§ Directive:
Please rewrite all of the entries below with "Highlight" swapped for "Outline" wherever it occurs, changing nothing else. Omit the pictures from your answer.

------ Information supplied

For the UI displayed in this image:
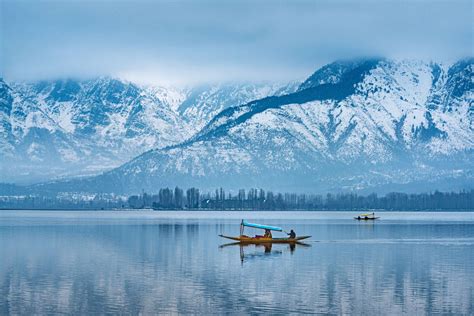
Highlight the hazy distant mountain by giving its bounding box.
[0,78,296,182]
[30,59,474,192]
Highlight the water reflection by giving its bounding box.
[0,213,474,315]
[219,242,311,263]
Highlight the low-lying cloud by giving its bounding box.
[0,0,473,84]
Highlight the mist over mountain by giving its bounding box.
[10,58,474,193]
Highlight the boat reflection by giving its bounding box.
[219,242,311,263]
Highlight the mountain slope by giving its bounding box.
[31,59,474,193]
[0,77,286,181]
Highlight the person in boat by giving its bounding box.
[287,229,296,239]
[263,229,272,238]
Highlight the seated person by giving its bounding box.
[263,229,272,238]
[287,229,296,239]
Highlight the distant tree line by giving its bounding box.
[0,194,128,210]
[0,187,474,211]
[128,187,474,211]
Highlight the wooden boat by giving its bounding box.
[354,213,380,221]
[219,235,311,244]
[219,220,311,244]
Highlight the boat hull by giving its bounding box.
[354,217,380,221]
[219,235,311,244]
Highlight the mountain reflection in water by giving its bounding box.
[0,211,474,315]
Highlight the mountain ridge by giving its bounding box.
[13,58,474,192]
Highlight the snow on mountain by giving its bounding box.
[0,77,292,181]
[62,59,474,192]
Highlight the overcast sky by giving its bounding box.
[0,0,474,84]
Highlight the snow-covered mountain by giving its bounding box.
[40,59,474,192]
[0,78,296,181]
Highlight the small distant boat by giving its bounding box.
[354,213,380,221]
[219,220,311,244]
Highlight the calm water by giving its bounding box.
[0,211,474,315]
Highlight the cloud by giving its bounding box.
[0,0,473,84]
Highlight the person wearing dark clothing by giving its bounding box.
[287,229,296,239]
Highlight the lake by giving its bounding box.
[0,211,474,315]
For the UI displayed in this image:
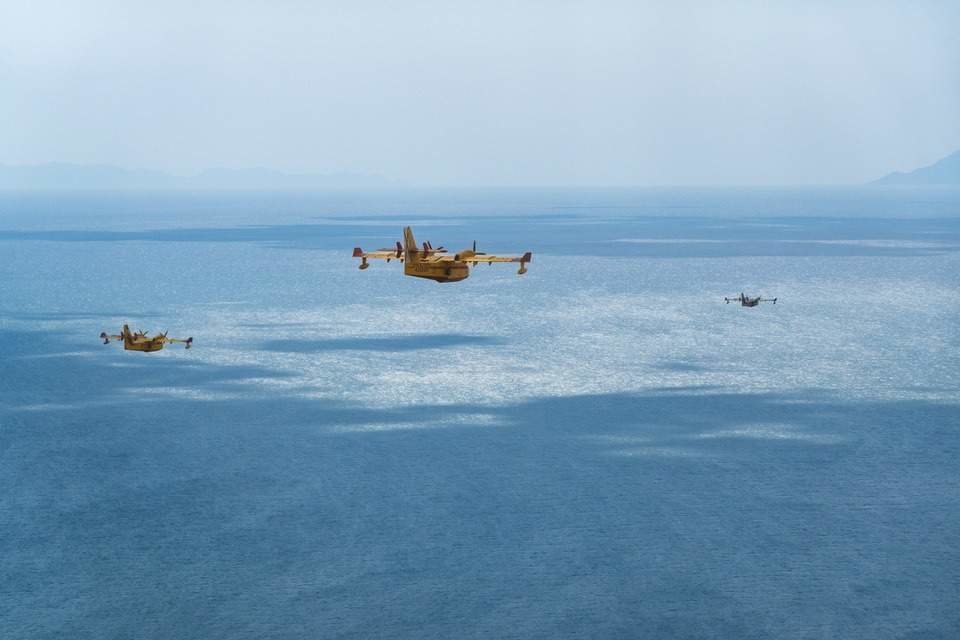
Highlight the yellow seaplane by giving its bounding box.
[353,227,533,282]
[100,325,193,353]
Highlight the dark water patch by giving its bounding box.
[0,216,960,258]
[0,322,960,638]
[260,333,506,353]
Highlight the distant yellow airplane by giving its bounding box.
[353,227,533,282]
[100,325,193,353]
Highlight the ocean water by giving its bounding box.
[0,189,960,639]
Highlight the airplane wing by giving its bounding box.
[353,242,403,263]
[163,336,193,349]
[353,247,397,260]
[454,251,533,264]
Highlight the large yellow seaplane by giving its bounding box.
[353,227,533,282]
[100,325,193,353]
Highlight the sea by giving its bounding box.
[0,187,960,640]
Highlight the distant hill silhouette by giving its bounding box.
[871,151,960,185]
[0,162,390,190]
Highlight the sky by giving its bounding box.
[0,0,960,186]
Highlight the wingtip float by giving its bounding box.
[353,227,533,282]
[100,325,193,353]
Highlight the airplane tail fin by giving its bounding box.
[403,227,418,261]
[403,227,417,252]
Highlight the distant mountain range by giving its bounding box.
[0,162,391,190]
[871,151,960,185]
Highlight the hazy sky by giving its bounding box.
[0,0,960,185]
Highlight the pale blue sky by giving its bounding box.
[0,0,960,186]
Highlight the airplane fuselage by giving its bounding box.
[403,258,470,282]
[123,337,164,353]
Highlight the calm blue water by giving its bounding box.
[0,189,960,639]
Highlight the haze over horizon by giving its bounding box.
[0,0,960,186]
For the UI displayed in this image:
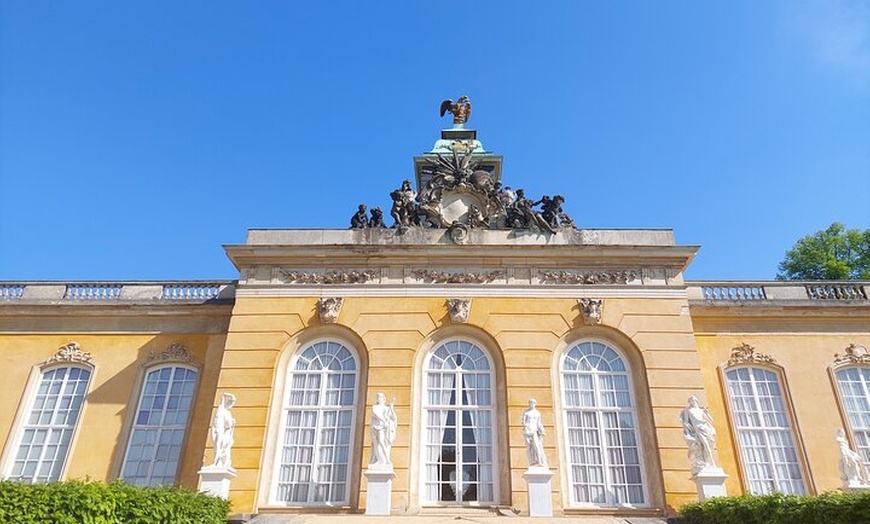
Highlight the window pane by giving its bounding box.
[275,341,358,505]
[121,367,197,486]
[725,368,806,495]
[423,340,496,504]
[9,367,91,482]
[560,342,646,506]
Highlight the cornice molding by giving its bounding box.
[725,342,779,367]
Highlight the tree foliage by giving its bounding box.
[0,480,230,524]
[776,222,870,280]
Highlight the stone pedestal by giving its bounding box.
[198,466,238,500]
[523,466,553,517]
[692,468,728,502]
[363,468,396,515]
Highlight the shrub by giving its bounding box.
[680,492,870,524]
[0,480,230,524]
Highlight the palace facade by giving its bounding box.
[0,112,870,516]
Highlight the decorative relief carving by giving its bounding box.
[834,344,870,366]
[281,269,380,284]
[727,343,778,367]
[577,298,604,326]
[538,269,640,284]
[42,341,94,366]
[147,342,195,364]
[447,298,471,324]
[447,223,468,245]
[317,297,344,324]
[411,269,504,284]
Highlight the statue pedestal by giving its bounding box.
[842,480,870,493]
[523,466,553,517]
[692,468,728,502]
[198,466,238,500]
[363,467,396,515]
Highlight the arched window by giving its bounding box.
[423,340,497,504]
[274,340,359,505]
[121,366,197,486]
[834,366,870,463]
[9,366,91,482]
[725,366,806,495]
[560,341,648,506]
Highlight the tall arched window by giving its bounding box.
[560,341,648,506]
[834,366,870,463]
[9,364,91,482]
[423,340,497,504]
[121,366,197,486]
[725,366,806,495]
[274,340,359,505]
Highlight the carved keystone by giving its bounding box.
[577,298,604,326]
[317,297,344,324]
[447,298,471,324]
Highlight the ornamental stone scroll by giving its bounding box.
[317,297,344,324]
[447,298,471,324]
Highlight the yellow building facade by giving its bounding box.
[0,121,870,517]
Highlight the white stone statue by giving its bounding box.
[211,393,236,469]
[680,396,716,475]
[369,393,397,469]
[837,429,870,486]
[523,398,547,468]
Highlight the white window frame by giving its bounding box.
[119,362,201,486]
[269,338,363,508]
[722,365,810,495]
[418,337,501,507]
[3,361,95,484]
[831,364,870,464]
[558,338,651,508]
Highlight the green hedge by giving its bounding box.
[0,481,230,524]
[680,492,870,524]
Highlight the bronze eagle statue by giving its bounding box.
[441,96,471,124]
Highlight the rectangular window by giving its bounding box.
[9,367,91,483]
[725,368,806,495]
[836,367,870,463]
[121,367,197,486]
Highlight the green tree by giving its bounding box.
[776,222,870,280]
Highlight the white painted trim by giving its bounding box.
[0,361,97,481]
[554,336,653,509]
[236,284,686,299]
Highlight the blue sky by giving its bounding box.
[0,0,870,280]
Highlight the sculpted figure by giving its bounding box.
[350,204,369,229]
[369,207,387,229]
[541,195,566,229]
[523,398,547,468]
[211,393,236,468]
[390,180,420,227]
[369,393,397,469]
[441,96,471,125]
[680,396,716,475]
[507,189,556,233]
[837,429,870,485]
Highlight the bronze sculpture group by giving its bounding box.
[351,96,574,234]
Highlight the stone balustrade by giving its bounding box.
[686,281,870,302]
[0,280,236,303]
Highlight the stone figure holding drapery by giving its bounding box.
[369,393,397,469]
[680,396,716,475]
[211,393,236,468]
[837,429,870,486]
[523,398,547,468]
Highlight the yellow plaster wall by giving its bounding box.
[0,320,226,489]
[694,311,870,495]
[220,297,703,512]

------------

§ Full output:
For the UI displayed in this image:
Outline the hazy distant mountain by giving its bounding box.
[0,78,296,182]
[30,59,474,192]
Outline the water reflection by giving its bounding box.
[0,213,474,315]
[219,242,311,263]
Outline the low-lying cloud by giving its bounding box.
[0,0,473,84]
Outline the mist over mountain by giving its bounding box.
[10,58,474,193]
Outline the boat reflection by giving its bounding box.
[219,242,311,263]
Outline the mountain slope by giving its bounding box.
[31,59,474,193]
[0,77,286,181]
Outline the person in boat by giving its bounding box.
[287,229,296,239]
[263,229,272,238]
Outline the seated person by giving its bounding box.
[263,229,272,238]
[287,229,296,239]
Outline the distant tree line by giving its bounding box.
[0,194,128,210]
[0,187,474,211]
[128,187,474,211]
Outline the wooden boat by giving its bounding box.
[354,213,380,221]
[219,235,311,244]
[219,220,311,244]
Outline the boat hull by giving its bounding box.
[354,217,380,221]
[219,235,311,244]
Outline the mountain reflection in water by giving its bounding box.
[0,211,474,315]
Outline the mountain ridge by giving its bounding box.
[13,58,474,192]
Outline the snow on mountain by giving its bounding box.
[0,77,292,181]
[62,59,474,192]
Outline the overcast sky by giving its bounding box.
[0,0,474,84]
Outline the snow-covered mountain by giving its bounding box.
[40,59,474,192]
[0,78,296,181]
Outline the small distant boat by giving its bounding box.
[354,213,380,221]
[219,220,311,244]
Outline the calm water by giving its bounding box.
[0,211,474,315]
Outline the cloud by giving its bounding box.
[0,0,473,84]
Outline the person wearing dark clothing by giving its bounding box.
[287,229,296,239]
Outline the lake by giving its bounding box.
[0,211,474,315]
For the UI displayed in this image:
Outline the yellow seaplane by giving its bounding box.
[353,227,533,282]
[100,325,193,353]
Outline the dark water patch by giving its bounding box.
[0,216,960,258]
[0,322,960,638]
[260,333,506,353]
Outline the distant yellow airplane by giving its bounding box.
[353,227,533,282]
[100,325,193,353]
Outline the ocean water by giving its bounding box.
[0,189,960,639]
Outline the airplane wing by giving its bounding box.
[353,242,403,263]
[163,336,193,349]
[353,247,397,260]
[454,251,533,264]
Outline the large yellow seaplane by giving its bounding box.
[353,227,533,282]
[100,325,193,353]
Outline the sea by giving its bounding box.
[0,187,960,640]
Outline the distant hill silhouette by giving its bounding box.
[871,151,960,185]
[0,162,390,190]
Outline the sky by giving its bounding box.
[0,0,960,186]
Outline the wingtip float by giving its bounding box.
[353,227,533,282]
[100,325,193,353]
Outline the airplane tail fin by giving its bounding box.
[403,227,418,261]
[403,227,417,252]
Outline the distant mountain range by giving its bounding box.
[0,162,391,190]
[871,151,960,185]
Outline the hazy sky by giving its bounding box.
[0,0,960,185]
Outline the pale blue sky by giving its bounding box.
[0,0,960,186]
Outline the airplane fuselage by giving its bounding box.
[403,258,470,282]
[123,337,164,353]
Outline the calm blue water by giving its bounding box.
[0,189,960,639]
Outline the haze over horizon by giving its bounding box.
[0,0,960,186]
For the UI displayed in this image:
Outline the window pane by giving its bounding box.
[275,341,358,505]
[121,367,197,486]
[725,368,806,495]
[423,340,496,504]
[9,367,91,482]
[560,342,646,506]
Outline the cornice molding by giving its bounding box.
[725,342,779,367]
Outline the tree foliage by giving its bounding box.
[0,480,230,524]
[776,222,870,280]
Outline the stone pedestal by giving its bounding box.
[198,466,238,500]
[523,466,553,517]
[692,468,728,502]
[363,468,396,515]
Outline the shrub by giving its bounding box.
[680,492,870,524]
[0,480,230,524]
Outline the palace facade by giving its bounding box.
[0,112,870,516]
Outline the decorative relief carving by giving its bounding box.
[834,344,870,366]
[281,269,380,284]
[727,343,778,367]
[577,298,604,326]
[538,269,640,284]
[42,341,94,366]
[147,342,195,364]
[447,298,471,324]
[447,223,468,245]
[317,297,344,324]
[411,269,504,284]
Outline the statue pedestal by giving its bounding box.
[842,480,870,493]
[523,466,553,517]
[692,468,728,502]
[198,466,238,500]
[363,467,396,515]
Outline the arched window by giving its bounding box.
[423,340,497,504]
[274,340,359,505]
[121,366,197,486]
[834,366,870,463]
[9,366,91,482]
[725,366,806,495]
[560,341,648,506]
Outline the tall arched window by giving its bounding box.
[560,341,648,506]
[834,366,870,463]
[9,364,91,482]
[423,340,497,504]
[121,366,197,486]
[725,366,806,495]
[274,340,359,505]
Outline the carved keystone by giving its bounding box.
[577,298,604,326]
[317,297,344,324]
[447,298,471,324]
Outline the ornamental stone scroll by giving its bounding box.
[317,297,344,324]
[447,298,471,324]
Outline the yellow building facade by giving its bounding box.
[0,121,870,517]
Outline the white stone statue by giving its bounding box.
[211,393,236,469]
[680,396,716,475]
[369,393,397,469]
[837,429,870,486]
[523,398,547,468]
Outline the white window frame by giving its bounding box.
[119,362,201,486]
[269,338,363,508]
[722,365,810,495]
[418,337,501,507]
[3,361,95,484]
[831,364,870,464]
[558,338,651,508]
Outline the green hedge by giving its bounding box.
[0,481,230,524]
[680,492,870,524]
Outline the bronze eagle statue by giving its bounding box.
[441,96,471,124]
Outline the rectangular window by giving its bounding box.
[9,367,91,483]
[725,368,806,495]
[836,367,870,463]
[121,367,197,486]
Outline the green tree by giving its bounding box.
[776,222,870,280]
Outline the white painted trim by giving its bounding box.
[0,361,97,481]
[554,336,653,509]
[236,284,686,299]
Outline the blue sky by giving its bounding box.
[0,0,870,280]
Outline the sculpted figure by giving its bounding box.
[350,204,369,229]
[369,207,387,229]
[541,195,566,229]
[523,398,547,468]
[211,393,236,468]
[390,180,420,227]
[369,393,397,469]
[441,96,471,125]
[680,396,716,475]
[507,189,556,233]
[837,429,870,485]
Outline the bronze sculpture group by giving its bounding box.
[351,96,574,234]
Outline the stone balustrade by giving its bounding box.
[686,281,870,302]
[0,280,236,303]
Outline the stone figure holding drapery by giving its bounding box.
[369,393,397,469]
[680,396,716,475]
[211,393,236,468]
[837,429,870,486]
[523,398,547,468]
Outline the yellow plaster wall by giving its bounding box.
[0,320,226,489]
[694,311,870,495]
[220,297,703,512]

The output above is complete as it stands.